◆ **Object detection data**

---------------

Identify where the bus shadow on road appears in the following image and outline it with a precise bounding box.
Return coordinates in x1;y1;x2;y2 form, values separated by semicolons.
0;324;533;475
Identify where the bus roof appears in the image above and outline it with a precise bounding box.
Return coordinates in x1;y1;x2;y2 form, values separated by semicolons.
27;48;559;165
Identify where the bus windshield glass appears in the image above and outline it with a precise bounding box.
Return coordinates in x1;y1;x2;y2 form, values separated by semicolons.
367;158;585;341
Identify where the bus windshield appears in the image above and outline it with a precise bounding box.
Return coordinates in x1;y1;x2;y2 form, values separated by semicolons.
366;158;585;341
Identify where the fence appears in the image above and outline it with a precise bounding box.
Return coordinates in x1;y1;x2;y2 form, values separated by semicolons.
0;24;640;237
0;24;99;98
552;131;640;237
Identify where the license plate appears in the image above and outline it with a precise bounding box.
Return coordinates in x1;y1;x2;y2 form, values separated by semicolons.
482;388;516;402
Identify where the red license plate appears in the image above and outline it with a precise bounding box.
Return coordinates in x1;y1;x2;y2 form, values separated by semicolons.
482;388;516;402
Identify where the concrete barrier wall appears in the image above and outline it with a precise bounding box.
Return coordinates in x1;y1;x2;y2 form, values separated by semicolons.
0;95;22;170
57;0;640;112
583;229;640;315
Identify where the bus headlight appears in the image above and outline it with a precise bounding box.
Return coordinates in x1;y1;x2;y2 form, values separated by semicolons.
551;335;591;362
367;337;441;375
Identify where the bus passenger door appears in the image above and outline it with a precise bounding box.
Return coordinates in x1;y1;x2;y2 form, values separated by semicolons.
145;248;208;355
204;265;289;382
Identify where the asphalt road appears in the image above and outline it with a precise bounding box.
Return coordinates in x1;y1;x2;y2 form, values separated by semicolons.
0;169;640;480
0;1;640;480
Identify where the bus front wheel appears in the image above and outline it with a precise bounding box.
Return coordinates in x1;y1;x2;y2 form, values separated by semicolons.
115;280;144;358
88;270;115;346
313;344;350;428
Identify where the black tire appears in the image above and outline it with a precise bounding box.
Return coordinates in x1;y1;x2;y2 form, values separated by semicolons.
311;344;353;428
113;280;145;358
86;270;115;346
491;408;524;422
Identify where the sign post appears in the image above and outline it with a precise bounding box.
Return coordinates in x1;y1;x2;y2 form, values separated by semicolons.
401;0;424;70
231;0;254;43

---------------

◆ **What to produce**
Copy every line of the material above word for word, in its original order.

◆ **Exercise output**
Identify where the bus shadow on road appears in the following image and outline it with a precise bounding box.
Return coordinates in x1;y1;x2;y2 form, values separated by semicolons.
0;324;533;475
Identify where the bus roof appears in the image above and outline it with a precise bounding box.
Return coordinates in x1;y1;x2;y2 form, values separated by semicolons.
27;48;559;165
Identify where the bus windshield glass appears in the image above and outline it with a precise bounding box.
Return coordinates in x1;y1;x2;y2 form, values separated by semicolons.
367;158;585;341
Identify where the bus windshield appears in the image above and outline it with a precise bounding box.
Return coordinates in x1;y1;x2;y2 form, values separated by semicolons.
366;158;585;341
Identify where the fence appears in the image above and outline it with a precise bounding box.
Return coordinates in x1;y1;x2;y2 form, values separated by semicolons.
0;24;640;237
0;24;99;98
552;131;640;237
Identify where the license plate appears in the image above and outline it with a precise bounding box.
Return coordinates in x1;y1;x2;y2 form, values separated by semicolons.
482;388;516;402
Identify where the red license plate appears in the image above and outline it with a precise bounding box.
Return coordinates in x1;y1;x2;y2 form, values separated by semicolons.
482;388;516;402
Identify where the concrete barrier wall appears in the image above and outline it with a precise bounding box.
Return coordinates in x1;y1;x2;y2 form, values separated by semicolons.
0;95;22;170
57;0;640;112
583;229;640;315
Identify where the bus headlight appears in the image above and outline it with a precise bounding box.
Return coordinates in x1;y1;x2;y2 form, values separated by semicolons.
551;335;591;362
367;337;441;375
Identify where the bus passenger door appears in the image above and outline it with a precise bounding box.
Return coordinates in x1;y1;x2;y2 form, values separated by semicolons.
145;248;208;355
204;265;289;382
Identify where the asphalt road appears in the image above and outline it with a precise bounding box.
Return coordinates in x1;y1;x2;y2 form, values separated by semicolons.
0;169;640;480
0;1;640;480
Identify where the bus front wheel appears in the image above and outline it with a precise bounding box.
Return coordinates in x1;y1;x2;y2 form, values separated by semicolons.
115;280;144;358
88;270;115;346
313;344;350;428
Identify where the black tire appears in the image above and outline it with a precise bounding box.
Return coordinates in x1;y1;x2;y2 form, values separated by semicolons.
311;344;353;428
113;280;145;358
86;270;115;346
491;408;524;422
Identify where the sign post appears in the image above and outline it with a precise bounding box.
Return coordinates in x1;y1;x2;y2 form, values separated by semicolons.
401;0;424;70
231;0;254;43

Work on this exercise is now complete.